# Given task
Please copy all the lines that follow, word for word.
# # # # #
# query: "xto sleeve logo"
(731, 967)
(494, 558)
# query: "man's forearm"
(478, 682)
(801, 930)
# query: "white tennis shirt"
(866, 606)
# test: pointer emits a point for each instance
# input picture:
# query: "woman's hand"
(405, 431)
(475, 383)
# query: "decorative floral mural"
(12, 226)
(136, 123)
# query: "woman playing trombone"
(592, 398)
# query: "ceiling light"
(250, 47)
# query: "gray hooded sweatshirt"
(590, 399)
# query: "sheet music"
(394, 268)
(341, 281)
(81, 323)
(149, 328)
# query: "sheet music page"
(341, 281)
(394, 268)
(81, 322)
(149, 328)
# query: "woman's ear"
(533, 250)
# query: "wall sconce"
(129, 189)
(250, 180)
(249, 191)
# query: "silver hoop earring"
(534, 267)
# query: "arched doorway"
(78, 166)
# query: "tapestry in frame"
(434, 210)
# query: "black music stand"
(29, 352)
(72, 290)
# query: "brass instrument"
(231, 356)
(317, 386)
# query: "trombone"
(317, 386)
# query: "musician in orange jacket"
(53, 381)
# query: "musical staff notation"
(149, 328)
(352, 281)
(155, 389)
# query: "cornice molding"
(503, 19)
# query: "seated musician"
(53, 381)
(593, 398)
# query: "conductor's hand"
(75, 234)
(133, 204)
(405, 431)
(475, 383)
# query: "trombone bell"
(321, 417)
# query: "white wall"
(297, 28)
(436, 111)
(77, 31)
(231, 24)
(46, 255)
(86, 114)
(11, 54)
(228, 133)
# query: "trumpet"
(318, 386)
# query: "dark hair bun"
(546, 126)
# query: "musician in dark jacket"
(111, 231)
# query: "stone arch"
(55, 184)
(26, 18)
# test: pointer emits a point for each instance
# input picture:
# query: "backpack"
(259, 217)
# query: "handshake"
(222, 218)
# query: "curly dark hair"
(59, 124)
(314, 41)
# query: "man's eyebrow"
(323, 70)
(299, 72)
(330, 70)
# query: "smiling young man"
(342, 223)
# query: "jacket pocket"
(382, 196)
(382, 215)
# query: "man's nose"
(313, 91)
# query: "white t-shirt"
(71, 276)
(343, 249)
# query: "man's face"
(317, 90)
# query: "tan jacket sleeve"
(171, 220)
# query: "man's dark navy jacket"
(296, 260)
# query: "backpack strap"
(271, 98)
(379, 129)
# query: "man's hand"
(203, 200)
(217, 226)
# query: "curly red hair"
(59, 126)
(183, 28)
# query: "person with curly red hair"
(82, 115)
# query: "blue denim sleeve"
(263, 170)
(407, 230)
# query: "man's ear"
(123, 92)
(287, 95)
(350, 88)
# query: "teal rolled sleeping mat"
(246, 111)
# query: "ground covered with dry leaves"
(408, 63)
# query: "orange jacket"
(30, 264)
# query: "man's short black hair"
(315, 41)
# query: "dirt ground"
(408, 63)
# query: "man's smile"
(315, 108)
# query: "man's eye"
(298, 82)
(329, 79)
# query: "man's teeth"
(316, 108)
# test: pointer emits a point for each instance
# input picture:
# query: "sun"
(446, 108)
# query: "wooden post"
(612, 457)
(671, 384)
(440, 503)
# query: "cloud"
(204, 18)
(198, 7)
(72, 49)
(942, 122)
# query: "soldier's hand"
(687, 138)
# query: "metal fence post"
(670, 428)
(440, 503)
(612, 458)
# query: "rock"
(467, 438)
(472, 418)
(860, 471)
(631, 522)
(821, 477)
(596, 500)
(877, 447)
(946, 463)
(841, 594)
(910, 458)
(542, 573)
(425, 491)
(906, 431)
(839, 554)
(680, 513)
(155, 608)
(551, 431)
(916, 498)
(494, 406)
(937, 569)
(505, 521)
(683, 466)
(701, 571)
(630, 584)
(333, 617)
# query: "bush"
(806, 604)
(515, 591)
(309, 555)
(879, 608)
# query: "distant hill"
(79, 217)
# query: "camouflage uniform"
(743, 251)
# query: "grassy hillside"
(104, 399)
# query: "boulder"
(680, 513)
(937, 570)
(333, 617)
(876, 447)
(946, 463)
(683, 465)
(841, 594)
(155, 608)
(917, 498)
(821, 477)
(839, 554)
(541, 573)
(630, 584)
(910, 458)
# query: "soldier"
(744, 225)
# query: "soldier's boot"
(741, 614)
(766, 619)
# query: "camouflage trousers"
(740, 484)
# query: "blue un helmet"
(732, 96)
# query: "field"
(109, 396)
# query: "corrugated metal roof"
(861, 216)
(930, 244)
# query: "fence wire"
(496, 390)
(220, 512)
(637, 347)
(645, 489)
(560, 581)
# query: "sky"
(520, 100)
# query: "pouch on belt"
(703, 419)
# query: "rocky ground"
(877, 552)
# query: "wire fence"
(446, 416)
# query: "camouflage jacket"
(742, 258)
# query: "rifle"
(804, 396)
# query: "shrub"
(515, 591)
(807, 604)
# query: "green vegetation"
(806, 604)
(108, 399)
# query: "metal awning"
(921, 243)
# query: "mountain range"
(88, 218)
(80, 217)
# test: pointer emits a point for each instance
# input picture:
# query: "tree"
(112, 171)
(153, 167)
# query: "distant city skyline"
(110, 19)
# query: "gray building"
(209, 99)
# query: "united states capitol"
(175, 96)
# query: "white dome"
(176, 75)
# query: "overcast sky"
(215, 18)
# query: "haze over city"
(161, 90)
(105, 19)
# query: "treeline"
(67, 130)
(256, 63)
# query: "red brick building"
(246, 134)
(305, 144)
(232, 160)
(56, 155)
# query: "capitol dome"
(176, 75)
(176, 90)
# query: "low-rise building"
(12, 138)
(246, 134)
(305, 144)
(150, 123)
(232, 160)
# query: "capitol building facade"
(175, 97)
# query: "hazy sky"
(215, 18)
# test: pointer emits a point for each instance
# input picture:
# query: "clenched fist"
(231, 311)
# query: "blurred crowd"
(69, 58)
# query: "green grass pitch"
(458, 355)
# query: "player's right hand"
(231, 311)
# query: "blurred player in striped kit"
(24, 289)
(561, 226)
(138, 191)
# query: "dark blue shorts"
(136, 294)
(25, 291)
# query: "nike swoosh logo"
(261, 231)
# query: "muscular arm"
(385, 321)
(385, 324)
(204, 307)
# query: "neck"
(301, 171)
# # # # #
# Correct answer
# query: "xto sleeve logo"
(731, 967)
(494, 558)
# query: "man's forearm"
(478, 682)
(801, 930)
# query: "white tennis shirt"
(866, 606)
# test: pointer emits a point for each instance
# input picture:
# query: "woman's hand"
(405, 431)
(475, 383)
# query: "decorative floral mural"
(12, 226)
(136, 123)
# query: "woman playing trombone"
(592, 398)
# query: "ceiling light"
(250, 47)
# query: "gray hooded sweatshirt"
(590, 399)
# query: "sheet music"
(394, 268)
(341, 281)
(81, 323)
(149, 328)
# query: "sheet music page"
(341, 281)
(394, 268)
(81, 322)
(149, 328)
# query: "woman's ear"
(533, 250)
# query: "wall sconce"
(129, 189)
(250, 180)
(249, 191)
# query: "silver hoop earring"
(534, 267)
# query: "arched doorway"
(78, 166)
# query: "tapestry in frame"
(434, 210)
# query: "black music stand"
(29, 352)
(72, 290)
# query: "brass instrument"
(231, 356)
(317, 386)
# query: "trombone"
(317, 386)
# query: "musician in orange jacket"
(53, 381)
# query: "musical staff notation"
(149, 328)
(352, 281)
(155, 389)
# query: "cornice molding"
(503, 19)
# query: "seated musician"
(53, 381)
(593, 398)
# query: "conductor's hand"
(75, 234)
(133, 204)
(405, 431)
(475, 383)
# query: "trombone bell"
(321, 417)
# query: "white wall"
(297, 28)
(436, 111)
(77, 31)
(231, 24)
(46, 255)
(86, 114)
(11, 54)
(228, 133)
# query: "trumpet"
(318, 386)
# query: "dark hair bun"
(546, 126)
# query: "musician in dark jacket"
(111, 231)
# query: "stone arch"
(55, 184)
(26, 18)
# test: pointer emits a point for each instance
# input picture:
# query: "backpack"
(259, 217)
# query: "handshake"
(222, 218)
# query: "curly dark hair"
(59, 124)
(314, 41)
# query: "man's eyebrow"
(323, 70)
(299, 72)
(330, 70)
# query: "smiling young man"
(342, 223)
# query: "jacket pocket"
(382, 196)
(382, 215)
# query: "man's nose"
(313, 91)
# query: "white t-shirt"
(71, 276)
(343, 249)
# query: "man's face"
(317, 90)
# query: "tan jacket sleeve"
(171, 220)
# query: "man's dark navy jacket"
(296, 260)
# query: "backpack strap"
(271, 98)
(379, 129)
# query: "man's hand"
(203, 200)
(217, 226)
# query: "curly red hair"
(59, 126)
(183, 28)
# query: "person with curly red hair"
(82, 115)
# query: "blue denim sleeve"
(263, 170)
(407, 230)
# query: "man's ear"
(123, 92)
(287, 95)
(350, 88)
# query: "teal rolled sleeping mat"
(246, 111)
# query: "ground covered with dry leaves"
(408, 63)
# query: "orange jacket"
(30, 264)
# query: "man's short black hair"
(315, 41)
# query: "dirt ground"
(408, 63)
# query: "man's smile"
(315, 108)
# query: "man's eye"
(298, 82)
(329, 79)
# query: "man's teeth"
(316, 108)
# test: pointer emits a point for each instance
# input picture:
# query: "sun"
(446, 108)
# query: "wooden post"
(612, 457)
(671, 384)
(440, 503)
# query: "cloud"
(204, 18)
(198, 7)
(72, 49)
(942, 122)
# query: "soldier's hand"
(687, 138)
# query: "metal fence post"
(670, 428)
(440, 503)
(612, 458)
# query: "rock"
(467, 438)
(472, 418)
(860, 471)
(631, 522)
(821, 477)
(596, 500)
(877, 447)
(946, 463)
(841, 594)
(910, 458)
(542, 573)
(425, 491)
(906, 431)
(839, 554)
(680, 513)
(155, 608)
(551, 431)
(916, 498)
(494, 406)
(937, 569)
(505, 521)
(683, 466)
(701, 571)
(630, 584)
(333, 617)
# query: "bush"
(806, 604)
(515, 591)
(309, 555)
(879, 608)
# query: "distant hill"
(79, 217)
# query: "camouflage uniform"
(743, 251)
# query: "grassy hillside"
(104, 399)
# query: "boulder"
(680, 513)
(937, 570)
(333, 617)
(876, 447)
(946, 463)
(683, 465)
(841, 594)
(155, 608)
(917, 498)
(821, 477)
(839, 554)
(541, 573)
(630, 584)
(910, 458)
# query: "soldier"
(744, 225)
# query: "soldier's boot"
(741, 614)
(766, 619)
# query: "camouflage trousers"
(740, 484)
# query: "blue un helmet"
(732, 96)
# query: "field"
(109, 396)
# query: "corrugated metal roof"
(861, 216)
(930, 244)
# query: "fence wire"
(496, 390)
(220, 512)
(637, 347)
(645, 489)
(560, 581)
# query: "sky"
(520, 100)
# query: "pouch on belt"
(703, 419)
# query: "rocky ground"
(877, 552)
# query: "wire fence"
(446, 416)
# query: "camouflage jacket"
(742, 258)
# query: "rifle"
(804, 396)
# query: "shrub"
(515, 591)
(807, 604)
# query: "green vegetation"
(806, 604)
(108, 399)
# query: "metal awning"
(921, 243)
# query: "mountain range"
(88, 218)
(80, 217)
# test: pointer emits a point for each instance
# input picture:
# query: "tree"
(112, 171)
(153, 167)
# query: "distant city skyline"
(110, 19)
# query: "gray building"
(209, 99)
# query: "united states capitol"
(175, 96)
# query: "white dome"
(176, 75)
# query: "overcast sky"
(215, 18)
# query: "haze over city"
(161, 90)
(105, 19)
# query: "treeline"
(67, 130)
(256, 63)
# query: "red brick building"
(246, 134)
(305, 144)
(232, 160)
(56, 155)
# query: "capitol dome"
(176, 75)
(176, 90)
# query: "low-rise building"
(12, 138)
(246, 134)
(305, 144)
(150, 123)
(232, 160)
# query: "capitol building facade"
(175, 97)
# query: "hazy sky"
(215, 18)
# test: pointer emits a point for each instance
# input picture:
# query: "clenched fist"
(231, 311)
# query: "blurred crowd"
(69, 58)
# query: "green grass pitch"
(458, 355)
# query: "player's right hand"
(231, 311)
# query: "blurred player in striped kit"
(24, 289)
(561, 226)
(138, 191)
# query: "dark blue shorts"
(136, 294)
(25, 291)
# query: "nike swoosh logo"
(261, 231)
# query: "muscular arm"
(385, 321)
(385, 324)
(204, 307)
# query: "neck"
(301, 171)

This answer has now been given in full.